### [EXERCISES]
1. Decide whether each statement below agrees with the passage on digital payments. Answer yes or no for each, quoting the words of the passage that decide it.
(a) LankaQR was introduced by the Central Bank of Sri Lanka.
(b) Using LankaQR requires renting a Point-of-Sale machine.
(c) The passage describes the gap concerning LankaQR as one of accessibility.
2. List every local banking app that the passage on digital payments names.
3. From the passage on digital payments, write out the text between "It is a peculiar" and "traditional banking past.", inclusive.

### [QUOTED PASSAGE]
▼▼▼

The irony of the "Digital Native"
It is a peculiar irony that a generation capable of editing 4K video on a smartphone finds the concept of a payment gateway daunting. Many young founders view digital payments as complex systems reserved for large corporations like supermarkets or established retail chains. They operate under the misconception that cash or manual bank transfers are "safer" and "free," unaware that they are trading efficiency for outdated habits. The result is a startup culture that looks modern on the surface but runs on the archaic rails of the traditional banking past.
The hidden cost of the skill gap
The reluctance to adopt fintech is not just an inconvenience; it is a business risk. The "manual verification" model—where an entrepreneur must pause their work to check a banking app for a fund transfer—creates a bottleneck. It limits sales volume; one can check five receipts a day, but what about five hundred? Furthermore, the lack of professional invoicing makes these youth-led startups appear amateurish to premium customers. By clinging to the "screenshot method," young entrepreneurs are inadvertently placing a ceiling on their own growth.
Unlocking the power of LankaQR
For the undergraduate entrepreneur setting up a stall at a university fair or a pop-up market in Colombo, LankaQR is the ultimate equaliser. Introduced by the Central Bank of Sri Lanka, this interoperable standard allows a business to accept payments from almost any local banking app (like Q+, SOLO, or Frimi) just by displaying a printed code.
The gap here is one of awareness, not accessibility. Students often fear expensive hardware rentals for Point-of-Sale (POS) machines. They need to be taught that LankaQR requires zero hardware investment, offers instant money crediting, and carries transaction fees significantly lower than traditional credit cards. It is the perfect tool for the "lean startup" methodology we study in our degree programs.

▲▲▲

### [EXTRACTED DATA]
▼▼▼

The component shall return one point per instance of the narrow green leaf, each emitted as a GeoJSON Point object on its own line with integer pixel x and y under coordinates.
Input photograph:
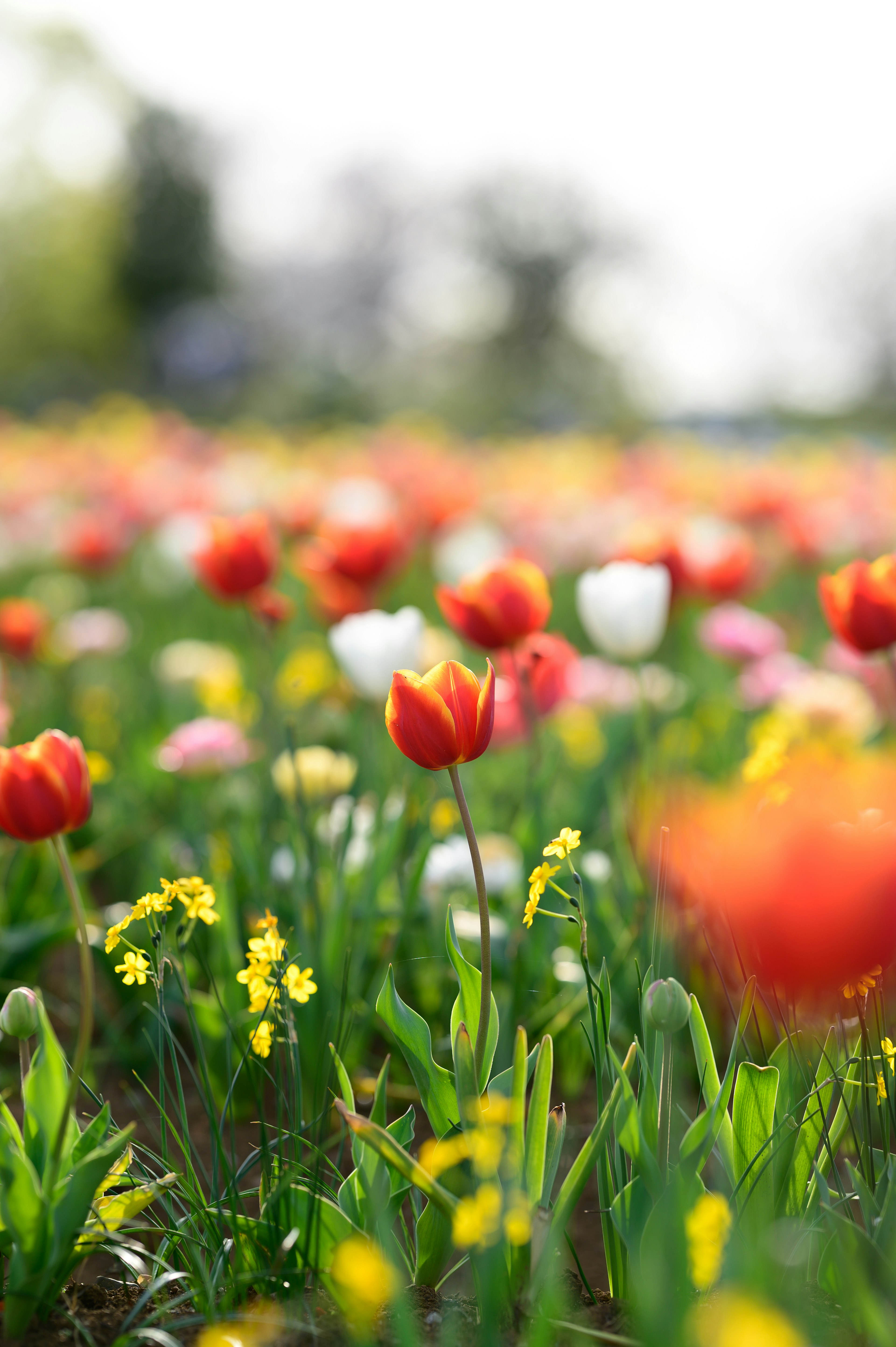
{"type": "Point", "coordinates": [413, 1034]}
{"type": "Point", "coordinates": [537, 1121]}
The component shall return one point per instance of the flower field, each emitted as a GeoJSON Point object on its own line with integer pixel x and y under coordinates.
{"type": "Point", "coordinates": [482, 863]}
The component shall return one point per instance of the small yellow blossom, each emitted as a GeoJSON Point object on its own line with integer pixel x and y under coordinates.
{"type": "Point", "coordinates": [863, 985]}
{"type": "Point", "coordinates": [363, 1279]}
{"type": "Point", "coordinates": [707, 1229]}
{"type": "Point", "coordinates": [262, 1039]}
{"type": "Point", "coordinates": [562, 845]}
{"type": "Point", "coordinates": [539, 877]}
{"type": "Point", "coordinates": [890, 1053]}
{"type": "Point", "coordinates": [300, 985]}
{"type": "Point", "coordinates": [478, 1221]}
{"type": "Point", "coordinates": [134, 969]}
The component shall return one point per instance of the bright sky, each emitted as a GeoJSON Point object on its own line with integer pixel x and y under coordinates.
{"type": "Point", "coordinates": [744, 143]}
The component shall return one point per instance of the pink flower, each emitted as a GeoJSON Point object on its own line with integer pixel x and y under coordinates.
{"type": "Point", "coordinates": [204, 747]}
{"type": "Point", "coordinates": [763, 681]}
{"type": "Point", "coordinates": [740, 634]}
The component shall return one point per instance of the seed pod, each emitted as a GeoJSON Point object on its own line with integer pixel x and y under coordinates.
{"type": "Point", "coordinates": [666, 1006]}
{"type": "Point", "coordinates": [19, 1013]}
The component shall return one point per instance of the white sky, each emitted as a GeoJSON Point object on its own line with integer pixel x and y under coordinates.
{"type": "Point", "coordinates": [744, 143]}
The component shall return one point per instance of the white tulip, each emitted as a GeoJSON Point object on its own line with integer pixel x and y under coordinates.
{"type": "Point", "coordinates": [624, 607]}
{"type": "Point", "coordinates": [371, 646]}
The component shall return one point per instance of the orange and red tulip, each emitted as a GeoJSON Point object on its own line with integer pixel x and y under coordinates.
{"type": "Point", "coordinates": [860, 603]}
{"type": "Point", "coordinates": [238, 557]}
{"type": "Point", "coordinates": [22, 627]}
{"type": "Point", "coordinates": [45, 787]}
{"type": "Point", "coordinates": [498, 605]}
{"type": "Point", "coordinates": [442, 718]}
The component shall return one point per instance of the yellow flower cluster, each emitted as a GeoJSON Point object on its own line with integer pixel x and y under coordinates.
{"type": "Point", "coordinates": [262, 978]}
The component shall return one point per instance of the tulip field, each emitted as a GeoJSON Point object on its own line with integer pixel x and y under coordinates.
{"type": "Point", "coordinates": [448, 890]}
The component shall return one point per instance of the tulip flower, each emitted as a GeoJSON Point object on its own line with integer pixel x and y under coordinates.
{"type": "Point", "coordinates": [624, 607]}
{"type": "Point", "coordinates": [22, 627]}
{"type": "Point", "coordinates": [442, 718]}
{"type": "Point", "coordinates": [45, 787]}
{"type": "Point", "coordinates": [371, 646]}
{"type": "Point", "coordinates": [860, 603]}
{"type": "Point", "coordinates": [238, 556]}
{"type": "Point", "coordinates": [498, 605]}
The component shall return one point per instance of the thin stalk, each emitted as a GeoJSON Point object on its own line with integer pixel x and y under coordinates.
{"type": "Point", "coordinates": [85, 1027]}
{"type": "Point", "coordinates": [486, 931]}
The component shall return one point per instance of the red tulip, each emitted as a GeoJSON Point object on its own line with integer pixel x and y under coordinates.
{"type": "Point", "coordinates": [239, 556]}
{"type": "Point", "coordinates": [498, 605]}
{"type": "Point", "coordinates": [442, 718]}
{"type": "Point", "coordinates": [22, 627]}
{"type": "Point", "coordinates": [802, 872]}
{"type": "Point", "coordinates": [45, 787]}
{"type": "Point", "coordinates": [860, 603]}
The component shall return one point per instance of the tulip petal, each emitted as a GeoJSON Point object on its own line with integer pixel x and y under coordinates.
{"type": "Point", "coordinates": [460, 690]}
{"type": "Point", "coordinates": [420, 723]}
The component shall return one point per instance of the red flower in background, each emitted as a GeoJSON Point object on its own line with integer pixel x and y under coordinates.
{"type": "Point", "coordinates": [860, 603]}
{"type": "Point", "coordinates": [442, 718]}
{"type": "Point", "coordinates": [498, 605]}
{"type": "Point", "coordinates": [45, 787]}
{"type": "Point", "coordinates": [22, 627]}
{"type": "Point", "coordinates": [238, 557]}
{"type": "Point", "coordinates": [804, 877]}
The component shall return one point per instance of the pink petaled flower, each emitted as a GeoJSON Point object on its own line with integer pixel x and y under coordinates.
{"type": "Point", "coordinates": [204, 747]}
{"type": "Point", "coordinates": [766, 679]}
{"type": "Point", "coordinates": [740, 634]}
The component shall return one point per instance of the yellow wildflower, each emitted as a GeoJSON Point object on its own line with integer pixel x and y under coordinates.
{"type": "Point", "coordinates": [539, 877]}
{"type": "Point", "coordinates": [707, 1229]}
{"type": "Point", "coordinates": [863, 985]}
{"type": "Point", "coordinates": [300, 985]}
{"type": "Point", "coordinates": [114, 934]}
{"type": "Point", "coordinates": [134, 969]}
{"type": "Point", "coordinates": [262, 1039]}
{"type": "Point", "coordinates": [478, 1221]}
{"type": "Point", "coordinates": [734, 1319]}
{"type": "Point", "coordinates": [363, 1279]}
{"type": "Point", "coordinates": [562, 845]}
{"type": "Point", "coordinates": [529, 911]}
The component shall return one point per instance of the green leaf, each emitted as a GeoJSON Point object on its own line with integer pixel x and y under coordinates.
{"type": "Point", "coordinates": [413, 1035]}
{"type": "Point", "coordinates": [467, 1007]}
{"type": "Point", "coordinates": [754, 1124]}
{"type": "Point", "coordinates": [537, 1121]}
{"type": "Point", "coordinates": [553, 1151]}
{"type": "Point", "coordinates": [708, 1073]}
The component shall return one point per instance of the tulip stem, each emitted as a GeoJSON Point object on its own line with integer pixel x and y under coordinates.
{"type": "Point", "coordinates": [85, 1028]}
{"type": "Point", "coordinates": [486, 931]}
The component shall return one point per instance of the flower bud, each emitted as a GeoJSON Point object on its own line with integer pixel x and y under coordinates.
{"type": "Point", "coordinates": [666, 1006]}
{"type": "Point", "coordinates": [19, 1013]}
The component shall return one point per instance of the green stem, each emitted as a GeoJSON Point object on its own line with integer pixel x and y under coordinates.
{"type": "Point", "coordinates": [85, 1028]}
{"type": "Point", "coordinates": [486, 931]}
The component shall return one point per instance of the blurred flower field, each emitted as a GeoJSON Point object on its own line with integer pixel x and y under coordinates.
{"type": "Point", "coordinates": [673, 741]}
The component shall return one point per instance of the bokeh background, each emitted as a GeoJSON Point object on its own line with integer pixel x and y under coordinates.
{"type": "Point", "coordinates": [507, 216]}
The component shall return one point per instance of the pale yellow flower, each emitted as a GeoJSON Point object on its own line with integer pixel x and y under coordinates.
{"type": "Point", "coordinates": [707, 1229]}
{"type": "Point", "coordinates": [562, 845]}
{"type": "Point", "coordinates": [300, 985]}
{"type": "Point", "coordinates": [262, 1039]}
{"type": "Point", "coordinates": [134, 969]}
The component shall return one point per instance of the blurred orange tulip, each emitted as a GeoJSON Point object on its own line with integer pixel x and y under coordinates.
{"type": "Point", "coordinates": [442, 718]}
{"type": "Point", "coordinates": [498, 605]}
{"type": "Point", "coordinates": [45, 787]}
{"type": "Point", "coordinates": [238, 557]}
{"type": "Point", "coordinates": [860, 603]}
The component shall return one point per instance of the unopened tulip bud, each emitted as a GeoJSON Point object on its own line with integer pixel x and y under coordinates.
{"type": "Point", "coordinates": [666, 1006]}
{"type": "Point", "coordinates": [19, 1013]}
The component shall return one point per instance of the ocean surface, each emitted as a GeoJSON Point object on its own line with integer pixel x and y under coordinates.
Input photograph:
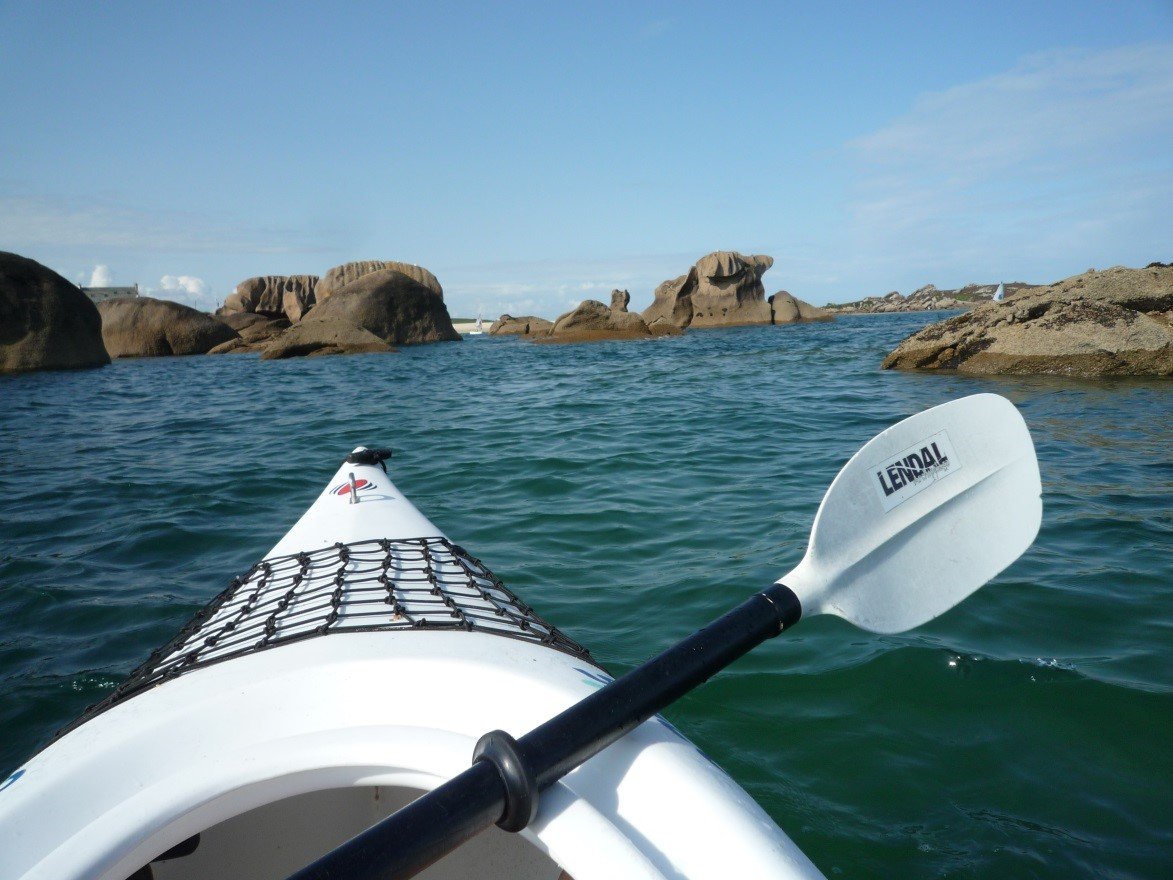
{"type": "Point", "coordinates": [631, 492]}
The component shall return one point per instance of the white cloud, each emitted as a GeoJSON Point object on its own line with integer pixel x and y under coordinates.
{"type": "Point", "coordinates": [101, 277]}
{"type": "Point", "coordinates": [185, 289]}
{"type": "Point", "coordinates": [1058, 163]}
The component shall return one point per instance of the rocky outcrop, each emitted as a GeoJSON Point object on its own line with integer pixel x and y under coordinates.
{"type": "Point", "coordinates": [255, 332]}
{"type": "Point", "coordinates": [730, 291]}
{"type": "Point", "coordinates": [146, 327]}
{"type": "Point", "coordinates": [787, 309]}
{"type": "Point", "coordinates": [325, 336]}
{"type": "Point", "coordinates": [1118, 322]}
{"type": "Point", "coordinates": [526, 325]}
{"type": "Point", "coordinates": [286, 296]}
{"type": "Point", "coordinates": [46, 323]}
{"type": "Point", "coordinates": [350, 272]}
{"type": "Point", "coordinates": [595, 322]}
{"type": "Point", "coordinates": [391, 305]}
{"type": "Point", "coordinates": [672, 300]}
{"type": "Point", "coordinates": [928, 299]}
{"type": "Point", "coordinates": [724, 289]}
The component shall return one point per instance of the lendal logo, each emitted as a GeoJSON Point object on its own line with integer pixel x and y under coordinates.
{"type": "Point", "coordinates": [914, 469]}
{"type": "Point", "coordinates": [345, 488]}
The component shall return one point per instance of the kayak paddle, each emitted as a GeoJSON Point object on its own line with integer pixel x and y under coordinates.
{"type": "Point", "coordinates": [920, 518]}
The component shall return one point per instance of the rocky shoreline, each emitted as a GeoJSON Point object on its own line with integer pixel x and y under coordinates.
{"type": "Point", "coordinates": [1117, 322]}
{"type": "Point", "coordinates": [928, 298]}
{"type": "Point", "coordinates": [723, 289]}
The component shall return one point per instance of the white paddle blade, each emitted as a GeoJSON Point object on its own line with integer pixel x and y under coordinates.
{"type": "Point", "coordinates": [923, 515]}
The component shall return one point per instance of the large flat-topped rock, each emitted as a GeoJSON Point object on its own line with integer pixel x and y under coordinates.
{"type": "Point", "coordinates": [350, 272]}
{"type": "Point", "coordinates": [146, 327]}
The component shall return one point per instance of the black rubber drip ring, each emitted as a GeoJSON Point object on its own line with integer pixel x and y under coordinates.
{"type": "Point", "coordinates": [521, 790]}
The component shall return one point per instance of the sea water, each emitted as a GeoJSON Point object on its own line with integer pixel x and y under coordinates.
{"type": "Point", "coordinates": [631, 492]}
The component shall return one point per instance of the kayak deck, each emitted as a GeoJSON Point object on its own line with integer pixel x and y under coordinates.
{"type": "Point", "coordinates": [373, 586]}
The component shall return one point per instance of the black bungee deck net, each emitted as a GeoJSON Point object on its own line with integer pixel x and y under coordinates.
{"type": "Point", "coordinates": [426, 583]}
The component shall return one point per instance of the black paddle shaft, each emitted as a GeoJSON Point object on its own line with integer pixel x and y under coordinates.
{"type": "Point", "coordinates": [503, 782]}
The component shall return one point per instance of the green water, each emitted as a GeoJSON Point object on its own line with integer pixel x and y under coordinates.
{"type": "Point", "coordinates": [631, 492]}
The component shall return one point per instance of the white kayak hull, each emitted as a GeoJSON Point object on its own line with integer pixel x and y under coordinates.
{"type": "Point", "coordinates": [278, 755]}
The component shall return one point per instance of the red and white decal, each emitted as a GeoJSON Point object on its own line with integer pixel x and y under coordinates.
{"type": "Point", "coordinates": [345, 488]}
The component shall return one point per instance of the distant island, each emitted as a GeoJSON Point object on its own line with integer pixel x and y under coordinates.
{"type": "Point", "coordinates": [928, 298]}
{"type": "Point", "coordinates": [1116, 322]}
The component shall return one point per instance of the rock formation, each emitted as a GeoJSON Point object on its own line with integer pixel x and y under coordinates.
{"type": "Point", "coordinates": [325, 336]}
{"type": "Point", "coordinates": [724, 289]}
{"type": "Point", "coordinates": [1118, 322]}
{"type": "Point", "coordinates": [146, 327]}
{"type": "Point", "coordinates": [928, 299]}
{"type": "Point", "coordinates": [787, 309]}
{"type": "Point", "coordinates": [730, 291]}
{"type": "Point", "coordinates": [46, 323]}
{"type": "Point", "coordinates": [595, 322]}
{"type": "Point", "coordinates": [672, 300]}
{"type": "Point", "coordinates": [385, 304]}
{"type": "Point", "coordinates": [526, 325]}
{"type": "Point", "coordinates": [255, 332]}
{"type": "Point", "coordinates": [350, 272]}
{"type": "Point", "coordinates": [287, 296]}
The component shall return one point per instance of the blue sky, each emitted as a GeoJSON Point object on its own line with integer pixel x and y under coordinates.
{"type": "Point", "coordinates": [534, 155]}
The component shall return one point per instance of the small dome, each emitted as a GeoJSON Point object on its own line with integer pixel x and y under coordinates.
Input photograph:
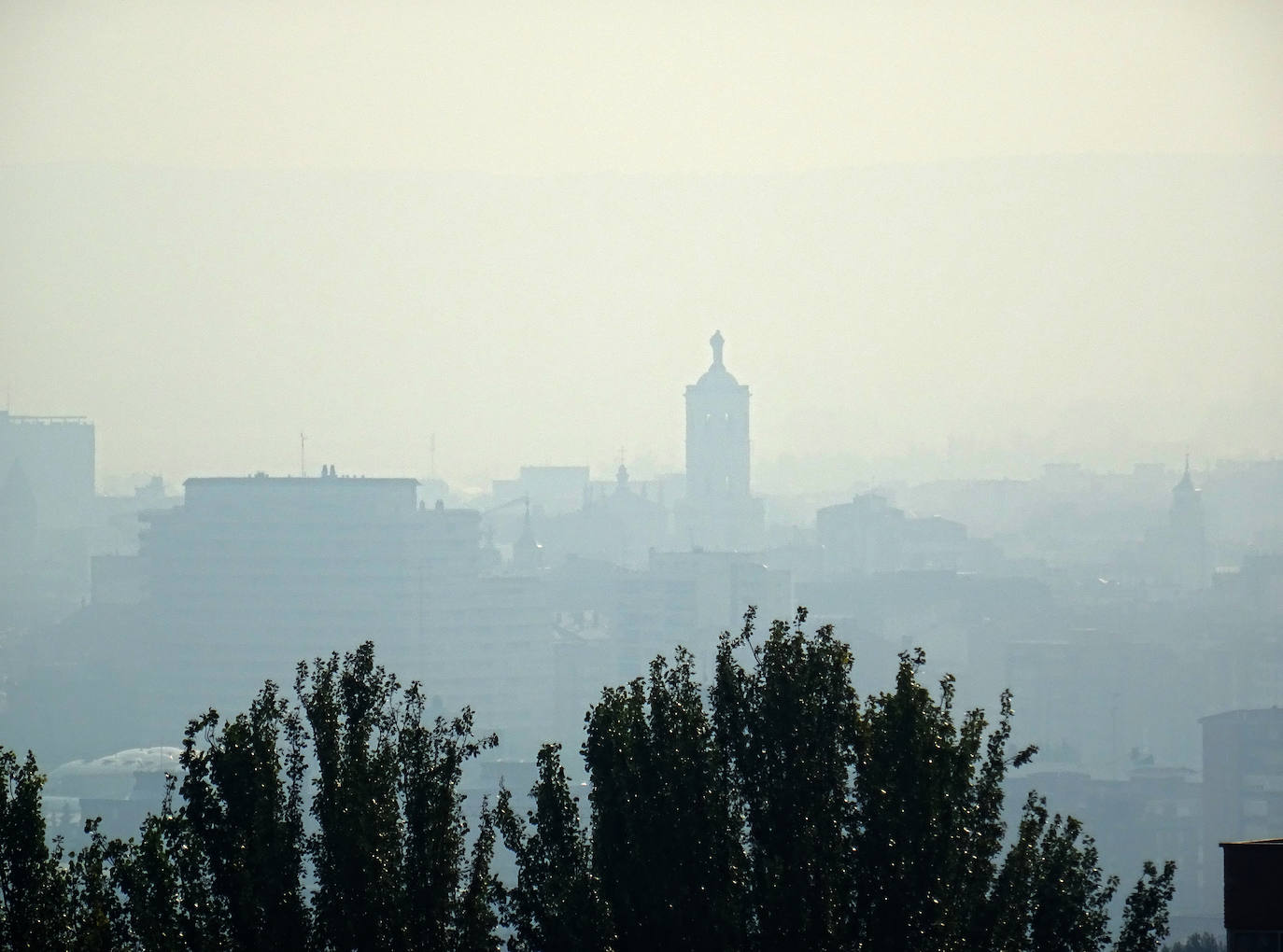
{"type": "Point", "coordinates": [717, 375]}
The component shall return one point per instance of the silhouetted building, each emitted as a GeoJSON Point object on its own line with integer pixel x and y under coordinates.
{"type": "Point", "coordinates": [1242, 785]}
{"type": "Point", "coordinates": [1254, 896]}
{"type": "Point", "coordinates": [719, 512]}
{"type": "Point", "coordinates": [258, 571]}
{"type": "Point", "coordinates": [47, 493]}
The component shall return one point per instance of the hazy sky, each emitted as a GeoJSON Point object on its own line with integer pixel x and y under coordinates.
{"type": "Point", "coordinates": [516, 226]}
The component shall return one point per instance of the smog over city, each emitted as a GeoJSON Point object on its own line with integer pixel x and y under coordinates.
{"type": "Point", "coordinates": [863, 362]}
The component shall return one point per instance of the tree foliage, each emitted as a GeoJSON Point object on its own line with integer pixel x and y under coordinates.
{"type": "Point", "coordinates": [776, 810]}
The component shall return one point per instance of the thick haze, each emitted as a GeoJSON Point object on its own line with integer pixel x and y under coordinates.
{"type": "Point", "coordinates": [1015, 233]}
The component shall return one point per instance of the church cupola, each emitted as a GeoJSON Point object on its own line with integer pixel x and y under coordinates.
{"type": "Point", "coordinates": [717, 432]}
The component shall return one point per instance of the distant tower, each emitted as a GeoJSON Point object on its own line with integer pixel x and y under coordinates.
{"type": "Point", "coordinates": [716, 434]}
{"type": "Point", "coordinates": [719, 512]}
{"type": "Point", "coordinates": [1189, 537]}
{"type": "Point", "coordinates": [528, 554]}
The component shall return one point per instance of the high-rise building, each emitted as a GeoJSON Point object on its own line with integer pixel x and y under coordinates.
{"type": "Point", "coordinates": [1187, 552]}
{"type": "Point", "coordinates": [47, 498]}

▲▲▲

### [SET OF ANSWERS]
1.
(a) Yes: "Introduced by the Central Bank of Sri Lanka"
(b) No: "LankaQR requires zero hardware investment"
(c) No: "The gap here is one of awareness, not accessibility."

2. Q+, SOLO, Frimi

3.
It is a peculiar irony that a generation capable of editing 4K video on a smartphone finds the concept of a payment gateway daunting. Many young founders view digital payments as complex systems reserved for large corporations like supermarkets or established retail chains. They operate under the misconception that cash or manual bank transfers are "safer" and "free," unaware that they are trading efficiency for outdated habits. The result is a startup culture that looks modern on the surface but runs on the archaic rails of the traditional banking past.